━━━━━ RECORDED INFORMATION

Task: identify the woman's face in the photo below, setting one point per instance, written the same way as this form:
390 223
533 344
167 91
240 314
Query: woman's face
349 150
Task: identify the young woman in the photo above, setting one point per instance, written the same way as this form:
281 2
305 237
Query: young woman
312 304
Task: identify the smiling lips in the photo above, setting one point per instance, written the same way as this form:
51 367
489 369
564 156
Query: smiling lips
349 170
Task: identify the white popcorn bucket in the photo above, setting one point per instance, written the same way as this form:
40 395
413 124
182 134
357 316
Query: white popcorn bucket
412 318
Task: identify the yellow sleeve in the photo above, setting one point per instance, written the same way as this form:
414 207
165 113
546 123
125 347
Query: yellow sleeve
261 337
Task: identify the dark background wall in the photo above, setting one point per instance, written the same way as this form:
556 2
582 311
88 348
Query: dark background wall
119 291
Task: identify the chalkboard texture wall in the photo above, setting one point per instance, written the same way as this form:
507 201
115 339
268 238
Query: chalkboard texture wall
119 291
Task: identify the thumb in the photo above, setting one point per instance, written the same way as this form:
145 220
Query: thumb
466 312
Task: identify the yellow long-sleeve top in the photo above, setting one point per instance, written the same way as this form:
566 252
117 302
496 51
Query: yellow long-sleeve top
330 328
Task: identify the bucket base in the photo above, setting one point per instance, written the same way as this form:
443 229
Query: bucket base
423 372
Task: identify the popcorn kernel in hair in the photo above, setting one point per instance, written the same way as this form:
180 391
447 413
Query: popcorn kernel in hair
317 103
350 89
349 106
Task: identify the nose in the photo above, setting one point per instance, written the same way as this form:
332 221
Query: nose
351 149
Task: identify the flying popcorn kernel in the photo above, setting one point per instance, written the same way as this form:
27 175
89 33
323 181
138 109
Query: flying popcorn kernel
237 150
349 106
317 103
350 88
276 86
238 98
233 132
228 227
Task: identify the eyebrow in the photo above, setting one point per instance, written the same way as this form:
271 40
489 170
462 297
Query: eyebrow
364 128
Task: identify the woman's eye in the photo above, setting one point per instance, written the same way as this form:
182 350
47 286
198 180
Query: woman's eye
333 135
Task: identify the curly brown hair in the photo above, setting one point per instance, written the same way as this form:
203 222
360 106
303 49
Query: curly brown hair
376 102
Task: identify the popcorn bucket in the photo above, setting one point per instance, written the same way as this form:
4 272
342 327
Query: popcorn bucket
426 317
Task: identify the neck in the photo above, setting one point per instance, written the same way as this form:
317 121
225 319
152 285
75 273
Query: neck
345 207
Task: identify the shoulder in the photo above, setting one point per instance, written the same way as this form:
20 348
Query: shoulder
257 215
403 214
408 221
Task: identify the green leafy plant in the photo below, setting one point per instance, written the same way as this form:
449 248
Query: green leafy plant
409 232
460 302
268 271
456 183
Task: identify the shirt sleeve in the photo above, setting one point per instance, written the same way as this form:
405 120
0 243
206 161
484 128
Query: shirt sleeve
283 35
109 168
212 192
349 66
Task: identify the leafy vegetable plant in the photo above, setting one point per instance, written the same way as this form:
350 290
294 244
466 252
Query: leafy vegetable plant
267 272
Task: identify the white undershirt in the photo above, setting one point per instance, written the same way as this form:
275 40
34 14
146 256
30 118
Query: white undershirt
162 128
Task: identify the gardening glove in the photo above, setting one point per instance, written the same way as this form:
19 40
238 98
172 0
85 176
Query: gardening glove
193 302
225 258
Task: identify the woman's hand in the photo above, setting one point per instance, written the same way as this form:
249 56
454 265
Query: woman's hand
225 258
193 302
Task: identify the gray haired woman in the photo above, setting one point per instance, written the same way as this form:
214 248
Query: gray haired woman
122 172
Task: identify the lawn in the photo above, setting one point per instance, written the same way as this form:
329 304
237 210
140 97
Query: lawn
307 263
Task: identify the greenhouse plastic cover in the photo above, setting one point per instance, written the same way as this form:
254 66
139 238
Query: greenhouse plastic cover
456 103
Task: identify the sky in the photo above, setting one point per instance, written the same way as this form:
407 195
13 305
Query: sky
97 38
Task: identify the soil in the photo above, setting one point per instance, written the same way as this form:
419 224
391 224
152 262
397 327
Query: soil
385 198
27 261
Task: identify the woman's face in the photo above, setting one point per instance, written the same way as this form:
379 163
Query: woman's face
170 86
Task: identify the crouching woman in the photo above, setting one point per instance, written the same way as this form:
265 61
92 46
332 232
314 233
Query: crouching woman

━━━━━━━━━━

# AIM OF THE TASK:
In the records, find every line that has the string "below" and copy it.

# ANSWER SECTION:
Task: identify the woman's face in the photo below, setting one point per instance, written the same way as this form:
Task: identify the green leafy plant in the photo below, setting one point per instance, written the same way as this form:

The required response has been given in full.